- _Selected extract_

.....

Single by Kumi Koda

from the album Kingdom
- B-side: "Bounce"
- Released: January 23, 2008 (Japan)
- Genre: J-pop, R&B
- Label: Rhythm Zone (Japan)
- Songwriters: Hideya Nakazaki, Kumi Koda

Kumi Koda singles chronology
| "'Last Angel feat. Tohoshinki'" (2007) | "Anytime" (2008) | "'Moon'" (2008) |

Music video
- "Anytime" on YouTube

= Anytime (Koda Kumi song) =

"Anytime" (stylized as anytime) is the 39th single released by Japanese artist Koda Kumi. It was released on January 23, 2008, a week prior to the release of her sixth studio album Kingdom. It charted at No. 4 on Oricon and stayed on the charts for five weeks. It was released in both CD and CD+DVD and was of a limited release.

==Information==
anytime is Japanese singer-songwriter Kumi Koda's thirty-ninth single under the Avex sub-label Rhythm Zone. It reached No. 4 on the Oricon Singles Charts, making it her lowest since D.D.D. feat. Soulhead in 2005. However, despite being a limited release, remained on the charts for five weeks.

The single came in both CD and CD+DVD. The first press editions of both the CD and CD+DVD versions carried the remix for "anytime," with the CD+DVD versions carrying the "VJ KAITEKI Mix" for Kingdom.

Initially, "anytime" was set to be released on her 2007 summer single Freaky, but was omitted and replaced by the song "Run For Your Life." While fans speculated it was so Kumi could have another autumn/winter single, there was never an official reason given behind the switch. This is most apparent in the music video, whereas both "Run For Your Love" and "anytime" were filmed at the same location in California.

==Packaging==
First press editions of anytime carried a bonus track on both the CD and DVD:

- CD: contained four musical tracks.

.....

- _Data excerpt_

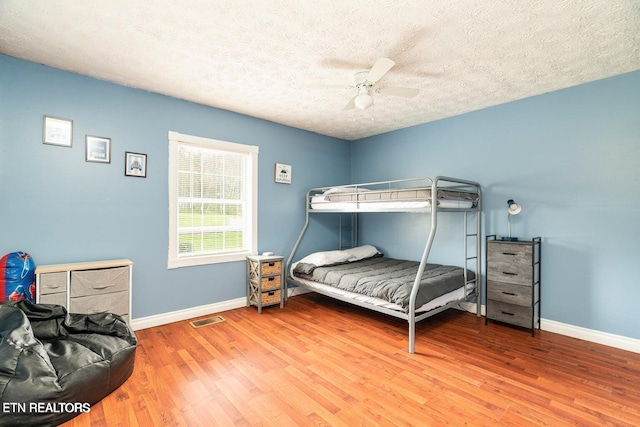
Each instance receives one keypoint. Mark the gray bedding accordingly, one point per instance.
(387, 278)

.....

- _Challenges_
• 1. Rewrite the paragraph beginning "anytime is Japanese singer-songwriter" from the page about the song "Anytime" as a short list that keeps its main facts.
• 2. Extend the page about the song "Anytime" by continuing it after its final line.
The lines have nothing to do with the page about the song "Anytime."

- _Per-task answers_
• 1.
- Kumi Koda's 39th single under Rhythm Zone, an Avex sub-label
- Peaked at No. 4 on the Oricon Singles Charts
- Her lowest peak since "D.D.D. feat. Soulhead" in 2005
- Stayed on the charts for five weeks despite being a limited release

• 2.
- CD [First Press Edition]: contained five musical tracks.
- CD+DVD: contained four musical tracks, along with a music video and making video.
- CD+DVD [First Press Edition]: contained five musical tracks, along with a music video, making video and "PV digest" of her upcoming album, Kingdom.

==Music video==
"anytime" was shot in Los Angeles, California at the same location as "Run For Your Life." The music video on the single's CD+DVD differed than that placed on the corresponding album, Kingdom. Different scenes on the "album version" included extended scenes at the pool and Kumi in a bunny costume.

Limited editions of the CD+DVD also carried the "VJ KAITEKI Mix" of Kingdom, which was a digest preview video of the upcoming album. Several of the music videos that would be on the album were remixed to all flow together for the video.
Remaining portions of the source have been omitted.